WRITTEN PROBLEM 1 ▸ In the records, copy out the stretch from the line containing "Given the scene depicted in the image, detect the purple" through the line containing "[205,185,235,259]", with both of those lines included.

EXTRACTED TEXT ▸

Family was uncles and aunts who escaped from Poland and immigrated to the United States. They stayed with us until they found their own apartments. I’d wake in the morning and see small Jews sleeping on the living room floor. My aunt Molly, long after she had a place of her own, often stayed overnight and slept on the floor. She was very lonely. Her husband was dead, her children had families of their own. A couch with a sheet, blanket, and pillow was available, but she refused such comforts. She wanted to be less than no trouble. She wore two or three dresses at once, almost her entire wardrobe. She slept on the floor in her winter coat and dresses. To see Molly first thing in the morning, curled against a wall, didn’t make us feel good. She was the same height as my mother, around five feet, and had a beautiful intelligent melancholy face. I never saw her laugh, though she might chuckle softly, and she smiled when she teased me. She used to krotz (scratch) my back as I went to sleep, and she liked to speak to me in rhymes. First they were entirely Yiddish. Then English entered the rhymes.
Label, gay fressen.
A fish shtayt on de tish.
Lenny, go eat.
A fish is on the table.
“Shtayt” doesn’t exactly mean “is.” “Stands on the table” or “stays on the table” or “exists on the table” would be somewhat imprecise, though I think “A fish exists on the table” is wonderful. I once brought a girlfriend home, and Aunt Molly said, very politely, “You are looking very fit.” Her “fit” sounded like “fet,” which suggested “fat.” My girlfriend squealed in protest. It took several minutes to calm her down. The pronunciation of “fet” for “fit” is typical of Yiddishified English, which is almost a third language. I speak it like a native when telling jokes. The audience for such jokes has diminished over the years because most Jews now are politically liberal and have college degrees and consider such jokes undignified or racist. A joke that touches on this development tells of Jewish parents who worry about a son who studies English literature at Harvard. They go to see Kittredge, the great Shakespeare scholar, and ask if he thinks their son’s Yiddish accent is a disadvantage. Kittredge booms, “Vot ekcent?”

RECORDS SUPPLIED ▸

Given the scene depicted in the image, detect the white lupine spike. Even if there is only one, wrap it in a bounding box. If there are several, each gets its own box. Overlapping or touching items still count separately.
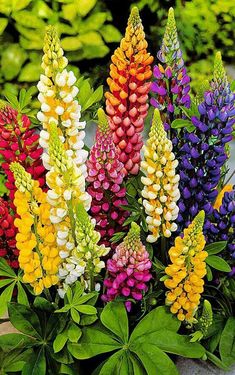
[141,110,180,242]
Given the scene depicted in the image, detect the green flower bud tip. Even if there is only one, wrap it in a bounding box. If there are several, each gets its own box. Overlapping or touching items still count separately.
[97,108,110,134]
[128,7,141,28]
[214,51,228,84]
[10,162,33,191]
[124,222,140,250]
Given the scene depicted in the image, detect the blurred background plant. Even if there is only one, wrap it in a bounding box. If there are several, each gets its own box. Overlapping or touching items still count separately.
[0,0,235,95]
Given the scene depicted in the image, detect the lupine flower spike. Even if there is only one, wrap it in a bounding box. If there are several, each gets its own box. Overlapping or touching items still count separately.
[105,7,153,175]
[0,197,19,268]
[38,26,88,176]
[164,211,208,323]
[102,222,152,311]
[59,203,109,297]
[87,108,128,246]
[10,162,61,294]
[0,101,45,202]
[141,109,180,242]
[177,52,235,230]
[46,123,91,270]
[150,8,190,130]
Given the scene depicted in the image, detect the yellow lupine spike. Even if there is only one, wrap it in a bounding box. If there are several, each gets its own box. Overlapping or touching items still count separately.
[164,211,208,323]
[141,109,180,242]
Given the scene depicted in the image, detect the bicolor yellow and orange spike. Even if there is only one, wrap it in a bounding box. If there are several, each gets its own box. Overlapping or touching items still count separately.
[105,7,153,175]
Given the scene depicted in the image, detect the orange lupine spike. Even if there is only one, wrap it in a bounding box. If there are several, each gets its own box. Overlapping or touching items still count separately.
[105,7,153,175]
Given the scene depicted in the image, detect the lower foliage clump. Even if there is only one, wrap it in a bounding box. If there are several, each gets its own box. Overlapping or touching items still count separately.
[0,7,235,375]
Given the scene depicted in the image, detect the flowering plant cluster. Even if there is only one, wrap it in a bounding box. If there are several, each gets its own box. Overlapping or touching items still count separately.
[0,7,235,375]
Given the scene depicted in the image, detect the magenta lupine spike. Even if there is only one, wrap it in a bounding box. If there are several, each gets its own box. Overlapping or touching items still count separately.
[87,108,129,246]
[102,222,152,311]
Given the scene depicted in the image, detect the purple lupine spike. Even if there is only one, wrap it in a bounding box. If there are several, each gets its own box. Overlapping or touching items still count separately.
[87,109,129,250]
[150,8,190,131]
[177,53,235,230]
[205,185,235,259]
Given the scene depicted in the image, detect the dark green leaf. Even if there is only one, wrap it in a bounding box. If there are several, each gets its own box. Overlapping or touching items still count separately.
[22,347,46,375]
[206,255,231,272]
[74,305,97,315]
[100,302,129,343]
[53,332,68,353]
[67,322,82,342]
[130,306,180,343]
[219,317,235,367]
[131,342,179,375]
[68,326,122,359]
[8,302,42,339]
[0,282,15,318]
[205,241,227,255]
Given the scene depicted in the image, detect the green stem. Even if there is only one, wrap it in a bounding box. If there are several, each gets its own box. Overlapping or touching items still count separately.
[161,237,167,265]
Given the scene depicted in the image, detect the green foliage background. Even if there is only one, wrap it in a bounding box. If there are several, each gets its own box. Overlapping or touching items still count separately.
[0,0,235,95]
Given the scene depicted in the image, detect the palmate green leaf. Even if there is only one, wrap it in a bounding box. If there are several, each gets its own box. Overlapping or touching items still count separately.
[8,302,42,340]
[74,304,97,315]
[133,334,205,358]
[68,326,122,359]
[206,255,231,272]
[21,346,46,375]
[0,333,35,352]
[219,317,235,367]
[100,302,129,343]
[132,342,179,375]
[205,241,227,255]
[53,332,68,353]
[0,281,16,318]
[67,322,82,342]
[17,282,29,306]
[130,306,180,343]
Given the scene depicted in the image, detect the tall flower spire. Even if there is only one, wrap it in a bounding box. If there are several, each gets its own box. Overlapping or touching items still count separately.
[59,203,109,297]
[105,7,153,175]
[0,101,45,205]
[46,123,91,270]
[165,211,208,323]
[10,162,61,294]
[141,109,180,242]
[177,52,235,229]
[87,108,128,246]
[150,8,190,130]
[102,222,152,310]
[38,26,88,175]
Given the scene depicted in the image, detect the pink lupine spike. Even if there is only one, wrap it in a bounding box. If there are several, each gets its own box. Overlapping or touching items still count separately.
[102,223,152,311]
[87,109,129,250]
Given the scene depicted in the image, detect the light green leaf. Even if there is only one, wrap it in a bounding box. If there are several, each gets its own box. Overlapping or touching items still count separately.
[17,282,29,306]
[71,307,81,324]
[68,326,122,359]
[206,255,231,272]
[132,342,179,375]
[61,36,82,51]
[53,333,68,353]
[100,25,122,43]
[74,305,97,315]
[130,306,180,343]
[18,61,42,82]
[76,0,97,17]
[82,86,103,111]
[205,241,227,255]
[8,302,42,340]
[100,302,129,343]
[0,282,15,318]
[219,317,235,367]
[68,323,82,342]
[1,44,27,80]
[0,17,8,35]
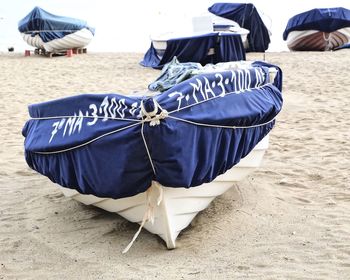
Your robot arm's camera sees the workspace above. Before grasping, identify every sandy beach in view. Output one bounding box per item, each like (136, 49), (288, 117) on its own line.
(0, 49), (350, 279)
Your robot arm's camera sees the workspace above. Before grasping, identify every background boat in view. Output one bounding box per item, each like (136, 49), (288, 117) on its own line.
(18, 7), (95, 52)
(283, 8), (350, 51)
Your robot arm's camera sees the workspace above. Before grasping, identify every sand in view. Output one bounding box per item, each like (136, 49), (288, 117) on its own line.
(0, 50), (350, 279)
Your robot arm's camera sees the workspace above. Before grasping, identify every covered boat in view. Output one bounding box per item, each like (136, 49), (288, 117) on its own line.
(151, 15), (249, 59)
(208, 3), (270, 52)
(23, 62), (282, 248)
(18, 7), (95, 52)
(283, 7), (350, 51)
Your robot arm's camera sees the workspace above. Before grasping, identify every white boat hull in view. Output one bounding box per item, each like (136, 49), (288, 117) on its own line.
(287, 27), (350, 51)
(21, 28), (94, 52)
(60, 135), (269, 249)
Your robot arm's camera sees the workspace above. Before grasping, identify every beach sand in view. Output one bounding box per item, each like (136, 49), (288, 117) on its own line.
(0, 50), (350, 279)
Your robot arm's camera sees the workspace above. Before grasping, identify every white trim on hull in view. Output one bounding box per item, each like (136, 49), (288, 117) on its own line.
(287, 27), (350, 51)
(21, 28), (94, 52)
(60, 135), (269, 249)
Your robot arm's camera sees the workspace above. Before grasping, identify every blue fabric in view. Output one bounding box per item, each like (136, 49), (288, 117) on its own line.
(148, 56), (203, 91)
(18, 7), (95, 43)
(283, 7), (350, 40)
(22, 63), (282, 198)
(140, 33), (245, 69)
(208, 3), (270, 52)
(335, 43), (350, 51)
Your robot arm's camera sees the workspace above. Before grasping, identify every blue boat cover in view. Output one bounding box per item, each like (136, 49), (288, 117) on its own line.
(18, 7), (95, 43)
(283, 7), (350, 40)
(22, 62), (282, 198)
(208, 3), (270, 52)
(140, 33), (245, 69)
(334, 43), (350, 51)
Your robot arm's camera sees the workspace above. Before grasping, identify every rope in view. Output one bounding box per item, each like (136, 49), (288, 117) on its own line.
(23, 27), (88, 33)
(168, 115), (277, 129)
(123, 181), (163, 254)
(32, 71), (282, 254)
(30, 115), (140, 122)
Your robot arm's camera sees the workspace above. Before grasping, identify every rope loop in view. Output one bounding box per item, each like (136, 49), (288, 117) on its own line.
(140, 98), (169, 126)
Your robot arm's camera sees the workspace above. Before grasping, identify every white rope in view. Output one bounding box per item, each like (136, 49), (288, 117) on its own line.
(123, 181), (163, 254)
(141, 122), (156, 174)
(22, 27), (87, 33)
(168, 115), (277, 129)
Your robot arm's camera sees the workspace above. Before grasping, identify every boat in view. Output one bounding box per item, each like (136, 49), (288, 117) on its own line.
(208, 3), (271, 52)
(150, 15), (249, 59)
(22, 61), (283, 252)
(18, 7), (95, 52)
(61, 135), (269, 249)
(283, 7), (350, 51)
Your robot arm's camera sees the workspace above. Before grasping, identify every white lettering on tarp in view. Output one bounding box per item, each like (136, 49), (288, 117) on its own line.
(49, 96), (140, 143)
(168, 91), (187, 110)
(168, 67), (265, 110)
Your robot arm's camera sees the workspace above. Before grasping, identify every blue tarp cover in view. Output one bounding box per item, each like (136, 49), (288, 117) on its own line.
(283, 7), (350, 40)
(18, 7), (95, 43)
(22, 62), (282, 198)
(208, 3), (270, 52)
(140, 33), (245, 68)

---

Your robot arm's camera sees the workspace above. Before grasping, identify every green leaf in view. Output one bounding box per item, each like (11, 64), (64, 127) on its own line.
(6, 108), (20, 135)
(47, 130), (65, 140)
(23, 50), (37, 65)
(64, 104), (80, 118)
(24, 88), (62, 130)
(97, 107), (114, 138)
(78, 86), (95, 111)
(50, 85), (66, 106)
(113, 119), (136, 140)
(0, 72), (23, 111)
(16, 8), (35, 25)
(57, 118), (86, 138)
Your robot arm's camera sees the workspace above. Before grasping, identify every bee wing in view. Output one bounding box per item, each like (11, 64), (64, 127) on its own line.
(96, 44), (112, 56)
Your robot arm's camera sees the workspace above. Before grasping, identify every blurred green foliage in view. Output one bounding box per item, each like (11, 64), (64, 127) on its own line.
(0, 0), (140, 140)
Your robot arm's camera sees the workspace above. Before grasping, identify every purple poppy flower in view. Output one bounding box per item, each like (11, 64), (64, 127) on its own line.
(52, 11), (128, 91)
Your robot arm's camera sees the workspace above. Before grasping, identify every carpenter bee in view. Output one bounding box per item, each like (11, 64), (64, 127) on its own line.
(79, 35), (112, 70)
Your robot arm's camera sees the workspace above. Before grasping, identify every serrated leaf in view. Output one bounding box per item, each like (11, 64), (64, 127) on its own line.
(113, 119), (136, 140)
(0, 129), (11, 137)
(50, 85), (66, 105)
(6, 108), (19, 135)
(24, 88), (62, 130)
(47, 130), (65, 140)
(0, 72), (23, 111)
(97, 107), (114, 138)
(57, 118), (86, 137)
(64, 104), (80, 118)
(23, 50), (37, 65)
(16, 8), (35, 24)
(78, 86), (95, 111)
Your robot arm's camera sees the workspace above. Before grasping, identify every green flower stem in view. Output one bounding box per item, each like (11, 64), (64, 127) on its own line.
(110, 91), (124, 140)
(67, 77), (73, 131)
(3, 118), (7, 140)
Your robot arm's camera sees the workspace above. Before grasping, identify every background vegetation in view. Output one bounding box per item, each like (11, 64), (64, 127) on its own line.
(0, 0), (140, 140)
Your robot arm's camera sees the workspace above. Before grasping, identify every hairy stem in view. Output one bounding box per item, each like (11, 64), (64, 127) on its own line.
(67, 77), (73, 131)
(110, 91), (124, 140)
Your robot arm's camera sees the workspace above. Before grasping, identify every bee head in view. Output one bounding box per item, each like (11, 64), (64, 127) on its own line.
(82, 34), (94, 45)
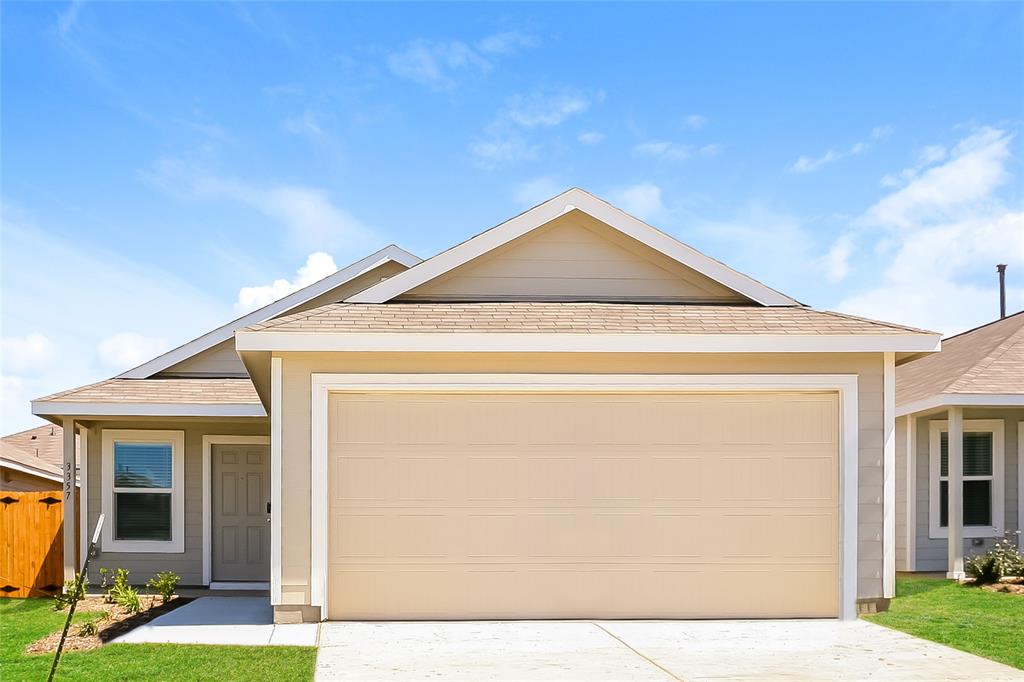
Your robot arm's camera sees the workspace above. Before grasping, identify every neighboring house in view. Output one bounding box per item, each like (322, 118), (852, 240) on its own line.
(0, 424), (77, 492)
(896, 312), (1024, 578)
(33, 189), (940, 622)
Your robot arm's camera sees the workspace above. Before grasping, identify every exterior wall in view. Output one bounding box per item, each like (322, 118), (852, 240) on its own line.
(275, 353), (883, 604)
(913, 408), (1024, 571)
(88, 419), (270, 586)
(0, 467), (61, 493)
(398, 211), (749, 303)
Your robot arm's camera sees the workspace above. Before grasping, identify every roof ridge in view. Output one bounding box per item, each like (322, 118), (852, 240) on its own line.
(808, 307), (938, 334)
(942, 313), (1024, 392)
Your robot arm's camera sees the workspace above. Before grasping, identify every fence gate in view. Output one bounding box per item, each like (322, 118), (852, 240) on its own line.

WRITTEN PROBLEM 2 ▸ According to the passage about Aunt Molly, about how tall was she?

EXERCISE ANSWER 1 ▸
Given the scene depicted in the image, detect the purple lupine spike. Even if there is only one, wrap it in a bounding box. If there are several, each gets its own box. Overlapping or touching items still count separately.
[87,109,129,250]
[150,8,190,131]
[177,53,235,230]
[205,185,235,259]

EXERCISE ANSWER 2 ▸ Around five feet, the same height as the narrator's mother.